## Aim of the task
What does the data read, word for word, from the line containing "For our annual mammal census, mark every ruffled" through its final line? Give those lines only.

## Supplied material
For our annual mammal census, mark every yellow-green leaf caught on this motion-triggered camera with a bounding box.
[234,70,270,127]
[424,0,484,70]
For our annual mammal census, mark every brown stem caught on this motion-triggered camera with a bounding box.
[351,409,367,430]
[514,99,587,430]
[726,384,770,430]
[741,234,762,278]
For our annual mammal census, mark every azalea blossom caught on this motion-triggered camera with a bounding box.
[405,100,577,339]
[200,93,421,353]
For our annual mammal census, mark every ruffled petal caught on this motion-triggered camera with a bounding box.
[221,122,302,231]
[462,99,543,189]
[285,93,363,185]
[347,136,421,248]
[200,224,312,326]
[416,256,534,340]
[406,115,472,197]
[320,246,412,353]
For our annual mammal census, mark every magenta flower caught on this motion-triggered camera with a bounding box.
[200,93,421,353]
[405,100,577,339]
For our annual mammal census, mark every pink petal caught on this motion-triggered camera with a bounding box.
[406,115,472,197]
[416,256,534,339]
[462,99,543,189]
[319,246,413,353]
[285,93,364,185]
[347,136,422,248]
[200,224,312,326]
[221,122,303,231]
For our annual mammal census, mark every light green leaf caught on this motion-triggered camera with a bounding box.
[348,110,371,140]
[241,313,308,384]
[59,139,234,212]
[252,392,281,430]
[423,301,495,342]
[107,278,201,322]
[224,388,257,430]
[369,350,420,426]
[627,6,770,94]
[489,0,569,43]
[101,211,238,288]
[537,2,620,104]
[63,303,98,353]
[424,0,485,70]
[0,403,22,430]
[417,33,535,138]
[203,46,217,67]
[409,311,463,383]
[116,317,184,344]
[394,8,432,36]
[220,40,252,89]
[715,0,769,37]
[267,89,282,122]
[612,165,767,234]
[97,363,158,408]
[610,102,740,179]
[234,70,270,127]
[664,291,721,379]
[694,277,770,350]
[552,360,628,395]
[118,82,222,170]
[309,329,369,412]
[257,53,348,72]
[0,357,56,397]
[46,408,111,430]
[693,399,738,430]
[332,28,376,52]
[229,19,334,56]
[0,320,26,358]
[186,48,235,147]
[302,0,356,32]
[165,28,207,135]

## Response below
For our annual mammal census, mark every ruffled petal caught on this motion-triggered camera with a bounding box.
[221,122,302,231]
[462,99,543,189]
[285,93,363,185]
[347,136,421,248]
[200,224,312,326]
[416,256,534,340]
[406,115,472,197]
[320,246,412,353]
For our annual mammal census, mark every magenta flower caught on this motion-triggered camera with a bounding box.
[200,93,421,353]
[405,100,577,339]
For our annual mammal census, mark every pink petal caught on this motion-triggered camera with a bounding box.
[406,115,472,197]
[416,256,534,339]
[462,99,543,189]
[319,246,413,353]
[285,93,364,185]
[347,136,422,248]
[200,224,312,326]
[221,122,303,231]
For our annual mammal census, mark every light green leaf caught on this motion-triggered camera with a bounding box.
[348,110,371,140]
[241,313,308,384]
[59,139,234,212]
[252,392,281,430]
[423,301,495,342]
[107,278,201,322]
[224,388,257,430]
[369,350,420,426]
[627,6,770,94]
[489,0,569,43]
[101,211,238,288]
[537,2,620,104]
[63,303,98,353]
[424,0,485,70]
[0,403,22,430]
[417,33,535,138]
[203,46,217,67]
[409,311,463,383]
[116,317,184,344]
[394,8,432,36]
[220,40,252,89]
[715,0,769,37]
[267,89,282,122]
[612,165,767,234]
[97,363,158,408]
[610,102,740,179]
[234,70,270,127]
[664,291,721,379]
[694,277,770,350]
[552,360,628,395]
[118,82,222,170]
[309,329,369,412]
[257,53,348,72]
[0,357,56,397]
[46,408,111,430]
[693,399,738,430]
[332,28,376,52]
[229,19,334,56]
[0,320,26,358]
[186,48,235,147]
[302,0,356,32]
[165,28,207,135]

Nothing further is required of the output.